** SUPPLIED TEXT **
____

# First Stealth Chamber/First Time Grower - Please Grade my Rough Draft



## SuperTechy (Jul 30, 2009)

OK, this will be my first run in with growing in my home. Just ordered my first set of seeds from Nirvana, and am trying to get my rough draft built before they get here.

I have x5 femalized White Widows, and x5 femalized Full Moon coming as long as customs doesnt steal them on the way. I will be growing two of each together in my new chamber.

I wanted to keep this simple, efficient, and inexpensive, and get the most possible from my harvest.

I have attached what I came up with:


Hopefully this is clear enough to make out, its a quick photoshop job. Items I plan to install:

Window A/C unit (this guy is cheaper than an intake fan at $50 used)
600 watt HPS w/ glass plate
Hydroponic tank with mist sprayers, air stones, and Nutri-Mist fogger
Charcoal carbon odor filter
Inline fan for the exhaust
The A/C unit will be seperated air tight from the grow chamber, and pulling air from outside the cabinet in the back. The cold air will flow into the light fixture, as well a custom air duct into the chamber. The custom air duct will have 3 air vents that I can open, close, and regulate. The light fixture lines will be adjustable to allow me to keep my light directly above my plants thoughout the entire grow process. The exhaust will be pulling air through the scrubber before exiting the chamber. I will also be covering the entire inside with mylar, just didnt want all the extra photoshop work on that one.


Please throw me any critique you can think of, or anything that a first time builder/grower may run into.

____

Data records
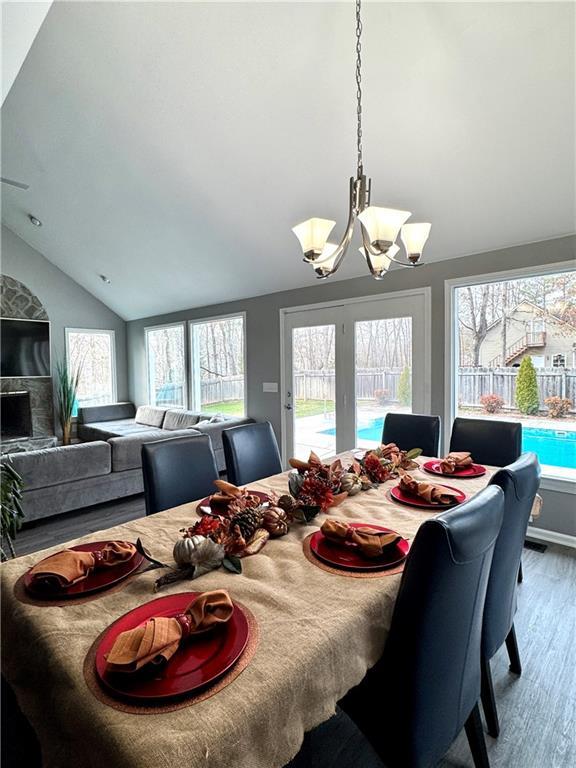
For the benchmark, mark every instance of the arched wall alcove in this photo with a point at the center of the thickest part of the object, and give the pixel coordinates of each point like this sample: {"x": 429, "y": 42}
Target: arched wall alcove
{"x": 18, "y": 301}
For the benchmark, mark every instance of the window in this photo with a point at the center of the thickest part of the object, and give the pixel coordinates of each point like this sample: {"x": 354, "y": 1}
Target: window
{"x": 506, "y": 333}
{"x": 166, "y": 365}
{"x": 93, "y": 354}
{"x": 217, "y": 365}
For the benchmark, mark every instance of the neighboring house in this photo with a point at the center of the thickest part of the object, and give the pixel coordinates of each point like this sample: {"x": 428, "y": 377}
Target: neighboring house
{"x": 550, "y": 342}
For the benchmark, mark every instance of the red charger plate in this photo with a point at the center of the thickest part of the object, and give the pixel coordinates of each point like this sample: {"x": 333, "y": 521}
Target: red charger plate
{"x": 209, "y": 507}
{"x": 198, "y": 662}
{"x": 474, "y": 470}
{"x": 398, "y": 494}
{"x": 348, "y": 556}
{"x": 100, "y": 579}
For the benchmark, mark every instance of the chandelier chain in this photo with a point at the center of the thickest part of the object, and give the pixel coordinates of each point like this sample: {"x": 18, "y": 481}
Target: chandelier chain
{"x": 359, "y": 86}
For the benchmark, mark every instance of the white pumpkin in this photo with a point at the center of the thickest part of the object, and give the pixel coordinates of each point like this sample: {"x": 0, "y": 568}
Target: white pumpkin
{"x": 184, "y": 549}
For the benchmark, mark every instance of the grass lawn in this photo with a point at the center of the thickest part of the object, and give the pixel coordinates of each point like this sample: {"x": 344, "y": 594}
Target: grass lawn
{"x": 313, "y": 407}
{"x": 227, "y": 407}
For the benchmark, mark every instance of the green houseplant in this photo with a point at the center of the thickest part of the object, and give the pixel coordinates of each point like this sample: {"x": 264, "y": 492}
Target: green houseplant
{"x": 11, "y": 506}
{"x": 66, "y": 390}
{"x": 527, "y": 395}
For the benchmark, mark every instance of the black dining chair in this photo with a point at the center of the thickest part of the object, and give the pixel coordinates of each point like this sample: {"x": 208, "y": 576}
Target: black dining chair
{"x": 410, "y": 430}
{"x": 251, "y": 453}
{"x": 426, "y": 686}
{"x": 520, "y": 482}
{"x": 177, "y": 470}
{"x": 498, "y": 443}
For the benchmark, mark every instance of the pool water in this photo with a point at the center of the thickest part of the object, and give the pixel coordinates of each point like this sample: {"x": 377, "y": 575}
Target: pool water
{"x": 556, "y": 447}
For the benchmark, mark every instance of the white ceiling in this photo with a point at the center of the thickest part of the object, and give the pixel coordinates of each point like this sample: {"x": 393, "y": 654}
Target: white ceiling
{"x": 171, "y": 146}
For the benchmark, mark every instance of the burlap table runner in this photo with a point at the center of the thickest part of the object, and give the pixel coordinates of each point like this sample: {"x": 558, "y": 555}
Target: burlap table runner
{"x": 319, "y": 635}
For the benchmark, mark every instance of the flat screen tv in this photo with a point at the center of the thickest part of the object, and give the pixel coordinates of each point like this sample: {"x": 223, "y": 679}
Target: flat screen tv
{"x": 24, "y": 348}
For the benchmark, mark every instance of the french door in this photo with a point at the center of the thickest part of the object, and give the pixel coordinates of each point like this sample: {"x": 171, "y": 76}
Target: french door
{"x": 347, "y": 365}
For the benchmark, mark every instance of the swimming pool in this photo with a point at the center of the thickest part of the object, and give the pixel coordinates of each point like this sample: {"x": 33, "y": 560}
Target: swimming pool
{"x": 556, "y": 447}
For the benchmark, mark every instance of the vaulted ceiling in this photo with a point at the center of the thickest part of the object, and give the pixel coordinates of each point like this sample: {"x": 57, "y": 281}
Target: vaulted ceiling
{"x": 171, "y": 146}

____

In the post about the stealth grow chamber, what wattage is the HPS light the poster plans to install?

** RESULT OF THE EXERCISE **
600 watts.